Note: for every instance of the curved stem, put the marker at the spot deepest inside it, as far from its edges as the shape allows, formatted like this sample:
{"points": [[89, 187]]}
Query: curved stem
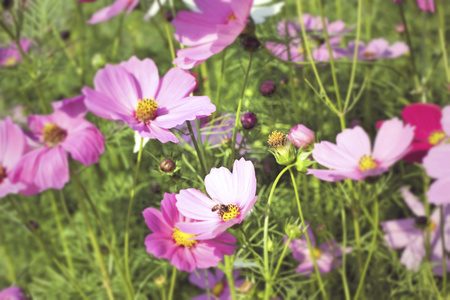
{"points": [[308, 240]]}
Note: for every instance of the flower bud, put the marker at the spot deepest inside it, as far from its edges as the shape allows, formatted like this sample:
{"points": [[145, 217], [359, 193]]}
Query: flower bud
{"points": [[267, 88], [167, 165], [301, 136], [249, 120]]}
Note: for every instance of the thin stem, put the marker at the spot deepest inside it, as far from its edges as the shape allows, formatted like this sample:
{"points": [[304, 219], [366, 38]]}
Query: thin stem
{"points": [[130, 206], [172, 282], [308, 240], [238, 111]]}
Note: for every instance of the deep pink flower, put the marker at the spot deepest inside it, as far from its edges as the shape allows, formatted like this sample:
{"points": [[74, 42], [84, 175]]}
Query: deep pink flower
{"points": [[301, 136], [378, 49], [114, 9], [233, 195], [12, 293], [215, 282], [410, 233], [325, 254], [11, 56], [132, 92], [437, 164], [183, 250], [352, 156], [56, 136], [209, 32]]}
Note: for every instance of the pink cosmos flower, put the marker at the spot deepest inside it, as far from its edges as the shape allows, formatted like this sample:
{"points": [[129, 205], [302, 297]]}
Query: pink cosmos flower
{"points": [[352, 156], [114, 9], [12, 293], [132, 92], [437, 165], [410, 233], [378, 49], [325, 254], [209, 32], [301, 136], [56, 136], [215, 282], [314, 29], [183, 250], [233, 195], [11, 56]]}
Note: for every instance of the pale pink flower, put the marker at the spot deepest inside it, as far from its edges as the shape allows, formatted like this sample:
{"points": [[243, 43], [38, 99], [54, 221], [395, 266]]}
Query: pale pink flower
{"points": [[183, 250], [234, 192], [352, 156], [132, 92]]}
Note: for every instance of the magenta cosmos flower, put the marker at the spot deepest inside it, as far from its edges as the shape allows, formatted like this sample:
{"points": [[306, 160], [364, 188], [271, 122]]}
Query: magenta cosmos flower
{"points": [[378, 49], [437, 164], [11, 56], [132, 92], [352, 155], [56, 136], [233, 195], [114, 9], [12, 293], [325, 254], [183, 250], [215, 282], [209, 32], [410, 233], [314, 30]]}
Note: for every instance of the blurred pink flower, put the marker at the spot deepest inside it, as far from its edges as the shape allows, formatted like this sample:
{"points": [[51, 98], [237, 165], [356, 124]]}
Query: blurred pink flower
{"points": [[209, 32], [301, 136], [325, 254], [183, 250], [55, 136], [410, 233], [378, 49], [132, 92], [114, 9], [11, 56], [236, 192], [215, 282], [352, 156]]}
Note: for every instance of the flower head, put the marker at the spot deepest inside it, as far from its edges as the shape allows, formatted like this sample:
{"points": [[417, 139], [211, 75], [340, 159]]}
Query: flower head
{"points": [[182, 249], [210, 31], [132, 92], [233, 195], [352, 156]]}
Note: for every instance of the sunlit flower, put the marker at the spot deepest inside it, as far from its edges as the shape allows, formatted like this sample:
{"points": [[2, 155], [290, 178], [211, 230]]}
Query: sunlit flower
{"points": [[11, 56], [183, 250], [112, 10], [410, 233], [233, 195], [215, 282], [326, 254], [352, 156], [132, 92], [56, 136], [209, 32], [378, 49]]}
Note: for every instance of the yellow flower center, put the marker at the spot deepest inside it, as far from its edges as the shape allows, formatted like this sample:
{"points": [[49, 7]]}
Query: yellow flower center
{"points": [[367, 163], [277, 139], [436, 136], [232, 213], [217, 290], [53, 134], [146, 110], [182, 238]]}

[TRAVAIL À FAIRE]:
Mettez l'intégralité de la liste ci-dessus dans un tableau JSON de chaînes, à raison d'une chaîne par ligne et sans les lignes vides. Laissez les images de côté.

[CORRIGÉ]:
[
  "Note: for every instance of the curved stem, put the marker at the spot deepest inside it, as far from its edges as the shape allows, formatted like this sample:",
  "{\"points\": [[89, 187]]}",
  "Query: curved stem",
  "{\"points\": [[308, 240]]}",
  "Note: for every instance of the flower bud, put the marker at the spot deepest inside it, as far from its edges as the shape allows, formatted like this sample:",
  "{\"points\": [[145, 217], [359, 193]]}",
  "Query: flower bud",
  "{\"points\": [[267, 88], [167, 165], [301, 136], [249, 120]]}",
  "Note: for every instance of the thin stem, put the marker at the spot deepest inside it, as far from its edges as the shape allows, formatted like this sample:",
  "{\"points\": [[304, 219], [366, 38]]}",
  "Query: thin stem",
  "{\"points\": [[130, 206], [172, 282], [308, 240], [238, 111]]}",
  "Note: for every instance of the deep pink flower, put the marker at the spot deepest inside it, as far from its edges as the shape allows, formatted like this sample:",
  "{\"points\": [[74, 42], [84, 175]]}",
  "Query: deep pink flower",
  "{\"points\": [[301, 136], [378, 49], [114, 9], [233, 195], [12, 293], [215, 282], [410, 233], [325, 254], [11, 56], [132, 92], [437, 164], [183, 250], [352, 156], [56, 136], [209, 32]]}",
  "Note: for every instance of the pink cosmos flower, put the marker at the spot deepest inside it, as far from its edges as the shape allows, formatted like this sample:",
  "{\"points\": [[129, 205], [302, 297]]}",
  "Query: pink cosmos flower",
  "{\"points\": [[352, 156], [114, 9], [12, 293], [132, 92], [437, 165], [410, 233], [378, 49], [325, 254], [209, 32], [301, 136], [56, 136], [215, 282], [314, 29], [183, 250], [233, 195], [11, 56]]}",
  "Note: for every instance of the pale pink flower, put the marker at the spot deepest inside it, as far from its edges as the shape allows, formatted like this sample:",
  "{\"points\": [[243, 43], [38, 99], [54, 221], [395, 266]]}",
  "Query: pale pink flower",
  "{\"points\": [[183, 250], [234, 192], [352, 156], [132, 92]]}",
  "Note: for every instance of the magenta cosmos flower, put the marker at the spot deepest inside it, as far from its edges as the shape allows, formatted like this sample:",
  "{\"points\": [[306, 160], [364, 188], [271, 122]]}",
  "Query: magenta cosmos flower",
  "{\"points\": [[378, 49], [437, 164], [11, 56], [132, 92], [352, 155], [56, 136], [233, 195], [114, 9], [12, 293], [325, 254], [183, 250], [215, 282], [209, 32], [410, 233], [314, 30]]}",
  "Note: for every instance of the blurred pink flower, put the marker at the spot deepest inside it, as far from its edges as the shape allows, formatted like this sample:",
  "{\"points\": [[51, 98], [237, 165], [356, 124]]}",
  "Query: blurred pink flower",
  "{\"points\": [[209, 32], [301, 136], [325, 254], [183, 250], [55, 136], [410, 233], [378, 49], [132, 92], [114, 9], [11, 56], [236, 192], [215, 282], [352, 156]]}",
  "Note: for every instance of the flower head, put the marker at the spot deepest inside it, as far from its edges as the shape allows, formatted like this sample:",
  "{\"points\": [[417, 139], [211, 75], [340, 159]]}",
  "Query: flower head",
  "{\"points\": [[182, 249], [210, 31], [132, 92], [233, 195], [352, 156]]}",
  "Note: for every instance of the sunlit flower, put the marker at the spot deepest inside it, as far from its edges as the shape allows, formatted like this sample:",
  "{\"points\": [[2, 155], [290, 178], [211, 230]]}",
  "Query: sunlit flower",
  "{\"points\": [[11, 56], [183, 250], [112, 10], [410, 233], [233, 195], [215, 282], [326, 254], [352, 156], [132, 92], [56, 136], [209, 32], [378, 49]]}",
  "Note: for every instance of the yellow flower center, put the marker at the spot deepest inside it, as far from its edges as the shape allows, formatted like this sample:",
  "{\"points\": [[49, 7]]}",
  "Query: yellow flower center",
  "{\"points\": [[367, 163], [277, 139], [436, 136], [232, 213], [217, 290], [53, 134], [146, 110], [182, 238]]}"
]